- Tasks to perform:
(1) Copy out every line of the entries that contains the word "outline".
(2) Extend the polenta stacks recipe past its final step, writing the steps that come next.

POLENTA STACKS WITH EGGPLANT, TOMATO AND MOZZARELLA
Yield Serves 6
Number Of Ingredients 15
Steps:
- For polenta:
- Bring 2 cups water and salt to boil in heavy small saucepan. Gradually whisk in cornmeal. Reduce heat to medium-low; simmer until polenta is very thick, whisking constantly, about 6 minutes. Remove from heat. Add cheese and butter; whisk until melted. Mix in basil. Season generously with pepper. Spread in 9x9x2-inch metal baking pan. Chill until cold, about 1 hour.(Can be made 1 day ahead. Cover, keep chilled.)
- For stacks:
- Preheat broiler. Place eggplant on baking sheet. Brush with oil on both sides; sprinkle with salt and pepper. Broil until brown, about 4 minutes per side. Arrange 12 tomato slices on large plate (discard end slices). Drizzle each slice with a few drops of vinegar. Sprinkle eggplant and tomatoes with oregano.

- Entries:
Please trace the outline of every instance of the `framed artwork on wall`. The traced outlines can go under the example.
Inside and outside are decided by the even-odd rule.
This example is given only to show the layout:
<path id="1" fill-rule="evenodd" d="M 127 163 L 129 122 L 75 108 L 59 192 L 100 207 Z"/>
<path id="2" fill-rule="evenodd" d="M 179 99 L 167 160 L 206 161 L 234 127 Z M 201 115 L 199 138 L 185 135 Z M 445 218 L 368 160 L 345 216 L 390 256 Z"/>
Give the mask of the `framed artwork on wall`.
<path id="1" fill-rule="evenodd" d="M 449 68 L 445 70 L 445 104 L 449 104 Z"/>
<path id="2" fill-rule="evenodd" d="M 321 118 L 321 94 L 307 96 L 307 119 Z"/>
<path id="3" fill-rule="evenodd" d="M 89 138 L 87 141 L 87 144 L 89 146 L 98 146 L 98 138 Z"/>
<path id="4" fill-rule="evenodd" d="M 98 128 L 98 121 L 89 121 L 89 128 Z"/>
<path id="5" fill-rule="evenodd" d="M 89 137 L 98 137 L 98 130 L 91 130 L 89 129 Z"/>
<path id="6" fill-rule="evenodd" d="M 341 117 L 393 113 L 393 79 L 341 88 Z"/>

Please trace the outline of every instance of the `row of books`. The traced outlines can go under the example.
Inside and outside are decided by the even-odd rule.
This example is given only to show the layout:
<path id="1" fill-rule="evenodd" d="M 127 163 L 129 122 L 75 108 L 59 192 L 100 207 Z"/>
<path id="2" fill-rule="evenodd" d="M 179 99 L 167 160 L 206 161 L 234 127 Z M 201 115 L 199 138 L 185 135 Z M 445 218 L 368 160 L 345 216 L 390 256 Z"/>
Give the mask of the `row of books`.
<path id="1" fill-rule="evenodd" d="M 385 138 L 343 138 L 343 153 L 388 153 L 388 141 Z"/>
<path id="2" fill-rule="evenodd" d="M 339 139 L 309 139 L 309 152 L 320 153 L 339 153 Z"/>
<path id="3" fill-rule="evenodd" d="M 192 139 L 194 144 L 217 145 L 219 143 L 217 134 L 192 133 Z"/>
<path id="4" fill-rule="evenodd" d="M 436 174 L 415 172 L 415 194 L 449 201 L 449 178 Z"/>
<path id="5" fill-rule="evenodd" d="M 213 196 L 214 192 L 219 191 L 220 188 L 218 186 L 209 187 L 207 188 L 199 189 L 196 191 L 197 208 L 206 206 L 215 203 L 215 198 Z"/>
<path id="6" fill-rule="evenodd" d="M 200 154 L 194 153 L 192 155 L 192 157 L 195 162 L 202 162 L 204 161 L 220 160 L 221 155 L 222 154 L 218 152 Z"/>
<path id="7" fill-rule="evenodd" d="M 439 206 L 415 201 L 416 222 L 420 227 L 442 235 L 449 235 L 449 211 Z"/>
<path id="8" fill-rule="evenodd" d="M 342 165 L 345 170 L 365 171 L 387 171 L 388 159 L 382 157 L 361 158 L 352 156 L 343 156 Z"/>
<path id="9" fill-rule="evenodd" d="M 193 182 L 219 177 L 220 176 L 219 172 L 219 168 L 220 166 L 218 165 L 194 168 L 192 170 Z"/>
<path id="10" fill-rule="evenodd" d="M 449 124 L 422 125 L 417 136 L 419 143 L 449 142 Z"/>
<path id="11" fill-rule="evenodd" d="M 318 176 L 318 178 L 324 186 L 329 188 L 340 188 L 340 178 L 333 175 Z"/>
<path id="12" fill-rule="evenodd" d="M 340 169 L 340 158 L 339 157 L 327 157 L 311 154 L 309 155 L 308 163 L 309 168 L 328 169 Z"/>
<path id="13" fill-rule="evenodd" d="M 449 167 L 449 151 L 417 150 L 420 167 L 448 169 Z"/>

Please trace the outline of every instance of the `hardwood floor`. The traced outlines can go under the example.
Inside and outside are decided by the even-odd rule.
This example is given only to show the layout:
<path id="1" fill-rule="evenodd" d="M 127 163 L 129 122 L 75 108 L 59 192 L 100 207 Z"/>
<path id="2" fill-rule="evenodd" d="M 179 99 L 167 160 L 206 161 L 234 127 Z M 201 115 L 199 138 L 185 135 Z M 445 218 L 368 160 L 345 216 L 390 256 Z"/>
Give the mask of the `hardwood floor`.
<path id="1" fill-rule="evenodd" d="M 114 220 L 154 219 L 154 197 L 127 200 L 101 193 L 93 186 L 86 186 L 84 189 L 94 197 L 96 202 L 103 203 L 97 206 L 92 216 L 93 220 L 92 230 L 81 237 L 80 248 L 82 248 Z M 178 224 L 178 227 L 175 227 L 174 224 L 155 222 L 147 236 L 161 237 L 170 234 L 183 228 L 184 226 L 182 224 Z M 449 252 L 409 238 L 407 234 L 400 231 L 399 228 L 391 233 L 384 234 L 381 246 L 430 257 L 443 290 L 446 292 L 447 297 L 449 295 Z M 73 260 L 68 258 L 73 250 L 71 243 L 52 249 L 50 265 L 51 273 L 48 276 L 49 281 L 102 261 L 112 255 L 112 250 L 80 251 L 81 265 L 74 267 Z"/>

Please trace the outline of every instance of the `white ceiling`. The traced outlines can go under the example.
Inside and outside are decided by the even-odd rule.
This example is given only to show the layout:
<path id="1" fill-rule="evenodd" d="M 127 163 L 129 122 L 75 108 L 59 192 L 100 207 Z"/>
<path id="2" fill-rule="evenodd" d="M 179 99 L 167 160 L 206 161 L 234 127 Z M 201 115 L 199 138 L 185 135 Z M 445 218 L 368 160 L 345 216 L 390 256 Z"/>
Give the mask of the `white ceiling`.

- Answers for this exercise:
(1)
Please trace the outline of every instance of the `framed artwork on wall`. The traced outlines can go under the example.
Please trace the outline of every instance of the `row of books`. The traced outlines can go under the example.
Please trace the outline of every instance of the `hardwood floor`. The traced outlines can go under the example.
Please trace the outline of every instance of the `white ceiling`. The traced outlines can go under the example.

(2)
- Preheat oven to 375°F. Oil baking sheet. Cut polenta into 25 squares. Place 12 squares on sheet. Top each with eggplant round. Cut cheese into 1/3-inch thick slices; place atop squares. Top each with tomato slice (save remaining polenta and cheese for another use).
- Bake polenta stacks until heated through and cheese melts, about 15 minutes. Top each stack with 1 basil leaf.